§ REQUIRED WORK:
Look through the records below and state how many lines carry the string "eyeglasses", adding nothing.

§ DATA SHOWN:
◆ ◆ ◆ ◆ ◆ ◆ ◆

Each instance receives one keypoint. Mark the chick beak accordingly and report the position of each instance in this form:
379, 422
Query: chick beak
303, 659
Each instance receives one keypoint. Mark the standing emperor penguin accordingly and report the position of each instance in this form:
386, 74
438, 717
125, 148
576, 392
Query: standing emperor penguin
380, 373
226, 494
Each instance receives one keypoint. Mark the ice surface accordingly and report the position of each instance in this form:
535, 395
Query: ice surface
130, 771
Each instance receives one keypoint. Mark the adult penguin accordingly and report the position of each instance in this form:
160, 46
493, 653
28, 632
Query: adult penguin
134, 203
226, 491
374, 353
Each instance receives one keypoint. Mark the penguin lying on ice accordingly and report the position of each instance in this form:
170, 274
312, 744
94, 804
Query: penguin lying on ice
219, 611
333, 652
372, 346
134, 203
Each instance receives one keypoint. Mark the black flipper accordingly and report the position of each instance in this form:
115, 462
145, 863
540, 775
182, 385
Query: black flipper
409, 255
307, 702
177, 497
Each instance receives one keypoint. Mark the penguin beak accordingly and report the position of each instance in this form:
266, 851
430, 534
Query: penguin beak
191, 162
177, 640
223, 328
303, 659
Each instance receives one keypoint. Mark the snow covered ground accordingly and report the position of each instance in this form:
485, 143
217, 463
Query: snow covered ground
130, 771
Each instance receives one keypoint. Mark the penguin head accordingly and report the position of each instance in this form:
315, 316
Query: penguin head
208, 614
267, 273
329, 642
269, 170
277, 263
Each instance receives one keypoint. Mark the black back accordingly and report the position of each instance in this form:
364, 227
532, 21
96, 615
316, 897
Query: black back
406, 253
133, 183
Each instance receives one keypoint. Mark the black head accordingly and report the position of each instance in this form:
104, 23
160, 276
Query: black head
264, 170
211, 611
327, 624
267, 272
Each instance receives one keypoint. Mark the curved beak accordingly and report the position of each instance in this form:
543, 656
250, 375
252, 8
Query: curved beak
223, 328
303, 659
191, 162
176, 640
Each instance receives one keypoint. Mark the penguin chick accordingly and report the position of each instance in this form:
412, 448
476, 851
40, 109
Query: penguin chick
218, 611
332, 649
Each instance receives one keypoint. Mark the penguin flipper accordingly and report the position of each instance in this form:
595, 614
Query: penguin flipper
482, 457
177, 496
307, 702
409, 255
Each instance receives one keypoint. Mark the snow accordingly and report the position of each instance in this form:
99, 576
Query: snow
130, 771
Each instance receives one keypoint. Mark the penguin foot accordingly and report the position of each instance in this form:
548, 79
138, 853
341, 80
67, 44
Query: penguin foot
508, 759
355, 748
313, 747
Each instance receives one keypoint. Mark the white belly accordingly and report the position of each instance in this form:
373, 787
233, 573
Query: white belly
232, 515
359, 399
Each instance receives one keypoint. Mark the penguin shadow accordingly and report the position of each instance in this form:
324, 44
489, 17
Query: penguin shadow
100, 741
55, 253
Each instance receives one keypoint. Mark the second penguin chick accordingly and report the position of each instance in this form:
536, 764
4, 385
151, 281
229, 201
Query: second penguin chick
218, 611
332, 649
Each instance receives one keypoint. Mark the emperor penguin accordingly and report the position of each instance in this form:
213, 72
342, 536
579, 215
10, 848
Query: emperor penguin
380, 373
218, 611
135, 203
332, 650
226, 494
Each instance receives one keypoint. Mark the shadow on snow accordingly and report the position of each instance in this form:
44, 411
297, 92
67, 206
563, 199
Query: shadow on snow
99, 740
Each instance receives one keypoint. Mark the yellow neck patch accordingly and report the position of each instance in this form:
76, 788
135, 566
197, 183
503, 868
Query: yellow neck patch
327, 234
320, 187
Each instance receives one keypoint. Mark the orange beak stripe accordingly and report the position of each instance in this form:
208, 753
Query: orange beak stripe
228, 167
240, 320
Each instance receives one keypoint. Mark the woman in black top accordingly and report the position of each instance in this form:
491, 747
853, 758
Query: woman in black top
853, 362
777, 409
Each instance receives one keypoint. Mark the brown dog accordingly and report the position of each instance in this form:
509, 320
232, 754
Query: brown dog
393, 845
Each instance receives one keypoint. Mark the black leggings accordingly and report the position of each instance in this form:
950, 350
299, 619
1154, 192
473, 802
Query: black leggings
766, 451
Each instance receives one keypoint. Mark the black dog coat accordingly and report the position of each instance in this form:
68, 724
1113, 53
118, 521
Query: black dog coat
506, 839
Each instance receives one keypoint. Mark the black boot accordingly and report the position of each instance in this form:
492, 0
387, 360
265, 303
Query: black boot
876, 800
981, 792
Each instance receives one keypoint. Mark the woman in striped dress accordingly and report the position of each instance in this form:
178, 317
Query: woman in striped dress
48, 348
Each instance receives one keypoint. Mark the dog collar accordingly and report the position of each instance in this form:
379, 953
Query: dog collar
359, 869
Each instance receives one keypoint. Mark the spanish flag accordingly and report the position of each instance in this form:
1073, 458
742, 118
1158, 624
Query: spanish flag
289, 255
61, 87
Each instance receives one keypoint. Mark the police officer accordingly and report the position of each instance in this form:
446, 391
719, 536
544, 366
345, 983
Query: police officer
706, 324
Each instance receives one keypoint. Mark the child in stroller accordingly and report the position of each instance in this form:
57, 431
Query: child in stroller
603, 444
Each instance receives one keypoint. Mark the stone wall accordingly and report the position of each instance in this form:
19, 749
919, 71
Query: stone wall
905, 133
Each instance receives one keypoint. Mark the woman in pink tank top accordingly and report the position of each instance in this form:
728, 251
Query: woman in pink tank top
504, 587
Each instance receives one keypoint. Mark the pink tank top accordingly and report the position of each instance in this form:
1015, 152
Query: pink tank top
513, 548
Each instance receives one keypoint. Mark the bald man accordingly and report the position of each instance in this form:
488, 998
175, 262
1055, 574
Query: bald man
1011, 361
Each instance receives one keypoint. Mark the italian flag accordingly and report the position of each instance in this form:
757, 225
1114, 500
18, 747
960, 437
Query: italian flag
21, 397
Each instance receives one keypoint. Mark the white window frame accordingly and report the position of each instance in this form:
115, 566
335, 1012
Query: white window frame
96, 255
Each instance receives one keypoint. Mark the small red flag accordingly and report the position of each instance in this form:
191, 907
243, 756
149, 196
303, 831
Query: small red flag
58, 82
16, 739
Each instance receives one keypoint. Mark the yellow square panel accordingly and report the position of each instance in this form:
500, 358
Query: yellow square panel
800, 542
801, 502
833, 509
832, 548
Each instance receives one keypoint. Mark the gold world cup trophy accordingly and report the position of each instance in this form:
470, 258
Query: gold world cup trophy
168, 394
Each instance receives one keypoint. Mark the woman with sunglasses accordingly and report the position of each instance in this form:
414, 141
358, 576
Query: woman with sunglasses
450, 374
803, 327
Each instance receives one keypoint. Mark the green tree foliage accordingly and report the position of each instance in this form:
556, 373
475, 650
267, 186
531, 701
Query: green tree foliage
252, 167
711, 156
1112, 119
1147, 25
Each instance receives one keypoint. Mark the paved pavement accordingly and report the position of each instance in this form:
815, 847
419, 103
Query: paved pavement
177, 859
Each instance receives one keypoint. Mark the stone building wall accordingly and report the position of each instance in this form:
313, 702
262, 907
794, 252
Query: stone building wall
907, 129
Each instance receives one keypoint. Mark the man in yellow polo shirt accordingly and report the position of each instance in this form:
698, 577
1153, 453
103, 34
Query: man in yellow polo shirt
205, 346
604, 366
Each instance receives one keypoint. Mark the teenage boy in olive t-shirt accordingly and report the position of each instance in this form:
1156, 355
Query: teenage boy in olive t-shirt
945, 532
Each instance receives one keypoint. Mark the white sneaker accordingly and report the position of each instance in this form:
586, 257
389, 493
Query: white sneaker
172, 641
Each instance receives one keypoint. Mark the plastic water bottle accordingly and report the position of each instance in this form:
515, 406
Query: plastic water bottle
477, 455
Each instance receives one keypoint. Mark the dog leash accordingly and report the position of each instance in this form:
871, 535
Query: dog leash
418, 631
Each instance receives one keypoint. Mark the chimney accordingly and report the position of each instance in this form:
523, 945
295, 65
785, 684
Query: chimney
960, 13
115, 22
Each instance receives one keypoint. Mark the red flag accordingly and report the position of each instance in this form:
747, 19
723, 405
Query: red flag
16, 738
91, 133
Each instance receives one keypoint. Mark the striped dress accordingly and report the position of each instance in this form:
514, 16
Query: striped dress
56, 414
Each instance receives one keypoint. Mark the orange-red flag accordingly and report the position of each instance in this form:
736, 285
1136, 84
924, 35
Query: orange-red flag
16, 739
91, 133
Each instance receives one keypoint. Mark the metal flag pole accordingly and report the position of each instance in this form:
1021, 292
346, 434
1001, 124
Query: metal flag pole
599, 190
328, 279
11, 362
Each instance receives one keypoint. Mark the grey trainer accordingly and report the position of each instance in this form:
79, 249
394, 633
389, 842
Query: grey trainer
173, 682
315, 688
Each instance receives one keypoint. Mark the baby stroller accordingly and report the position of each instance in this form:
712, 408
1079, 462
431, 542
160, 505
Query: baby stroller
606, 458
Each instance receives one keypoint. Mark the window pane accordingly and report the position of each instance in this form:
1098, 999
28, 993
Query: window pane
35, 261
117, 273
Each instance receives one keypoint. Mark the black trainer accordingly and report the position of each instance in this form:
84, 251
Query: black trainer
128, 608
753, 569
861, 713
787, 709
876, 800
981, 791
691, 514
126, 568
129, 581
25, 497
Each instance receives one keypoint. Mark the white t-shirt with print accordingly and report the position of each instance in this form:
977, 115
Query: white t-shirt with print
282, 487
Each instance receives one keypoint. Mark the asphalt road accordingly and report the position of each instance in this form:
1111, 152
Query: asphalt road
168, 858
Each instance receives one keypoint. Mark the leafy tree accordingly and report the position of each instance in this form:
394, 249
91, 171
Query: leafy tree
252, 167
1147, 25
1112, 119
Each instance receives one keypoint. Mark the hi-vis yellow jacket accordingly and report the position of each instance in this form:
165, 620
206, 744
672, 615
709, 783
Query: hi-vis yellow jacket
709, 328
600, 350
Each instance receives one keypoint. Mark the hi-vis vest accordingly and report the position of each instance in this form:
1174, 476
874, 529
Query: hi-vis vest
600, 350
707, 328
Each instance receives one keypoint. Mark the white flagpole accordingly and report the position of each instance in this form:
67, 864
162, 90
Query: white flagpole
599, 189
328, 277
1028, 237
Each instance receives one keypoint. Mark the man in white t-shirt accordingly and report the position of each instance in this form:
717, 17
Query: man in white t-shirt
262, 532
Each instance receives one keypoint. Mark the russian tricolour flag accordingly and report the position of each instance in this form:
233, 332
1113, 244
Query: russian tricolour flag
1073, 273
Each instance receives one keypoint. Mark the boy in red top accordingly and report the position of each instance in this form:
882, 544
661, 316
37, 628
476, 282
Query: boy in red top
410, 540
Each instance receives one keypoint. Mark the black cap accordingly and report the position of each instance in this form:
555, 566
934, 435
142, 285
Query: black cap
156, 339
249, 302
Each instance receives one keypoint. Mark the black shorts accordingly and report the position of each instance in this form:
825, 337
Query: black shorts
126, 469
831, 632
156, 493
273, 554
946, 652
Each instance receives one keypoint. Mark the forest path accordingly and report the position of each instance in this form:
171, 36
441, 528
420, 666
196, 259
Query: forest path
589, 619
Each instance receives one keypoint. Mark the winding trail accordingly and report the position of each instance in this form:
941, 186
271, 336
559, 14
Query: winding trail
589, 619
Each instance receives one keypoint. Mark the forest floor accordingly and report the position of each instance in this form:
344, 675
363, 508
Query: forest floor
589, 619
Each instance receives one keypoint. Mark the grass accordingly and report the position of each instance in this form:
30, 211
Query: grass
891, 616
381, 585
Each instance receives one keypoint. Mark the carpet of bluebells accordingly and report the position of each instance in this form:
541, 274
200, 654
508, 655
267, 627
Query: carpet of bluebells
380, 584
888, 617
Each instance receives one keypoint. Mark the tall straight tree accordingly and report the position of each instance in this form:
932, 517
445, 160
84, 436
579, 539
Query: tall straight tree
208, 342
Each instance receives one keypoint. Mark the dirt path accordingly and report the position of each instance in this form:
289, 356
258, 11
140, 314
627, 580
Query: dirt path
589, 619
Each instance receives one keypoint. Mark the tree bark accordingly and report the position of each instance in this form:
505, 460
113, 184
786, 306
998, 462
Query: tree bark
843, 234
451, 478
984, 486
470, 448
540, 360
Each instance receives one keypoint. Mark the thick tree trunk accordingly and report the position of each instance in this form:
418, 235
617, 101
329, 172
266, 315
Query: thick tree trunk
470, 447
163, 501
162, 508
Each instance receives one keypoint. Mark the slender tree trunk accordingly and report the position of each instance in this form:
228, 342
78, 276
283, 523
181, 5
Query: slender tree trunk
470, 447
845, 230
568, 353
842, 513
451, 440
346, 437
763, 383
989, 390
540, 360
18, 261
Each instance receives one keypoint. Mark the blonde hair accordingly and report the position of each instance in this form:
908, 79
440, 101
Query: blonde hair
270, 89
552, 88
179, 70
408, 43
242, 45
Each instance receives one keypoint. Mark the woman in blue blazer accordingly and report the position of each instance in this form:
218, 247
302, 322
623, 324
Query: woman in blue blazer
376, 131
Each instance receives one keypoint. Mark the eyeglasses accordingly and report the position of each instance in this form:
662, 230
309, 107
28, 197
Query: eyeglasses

◆ ◆ ◆ ◆ ◆ ◆ ◆

§ REPLY:
2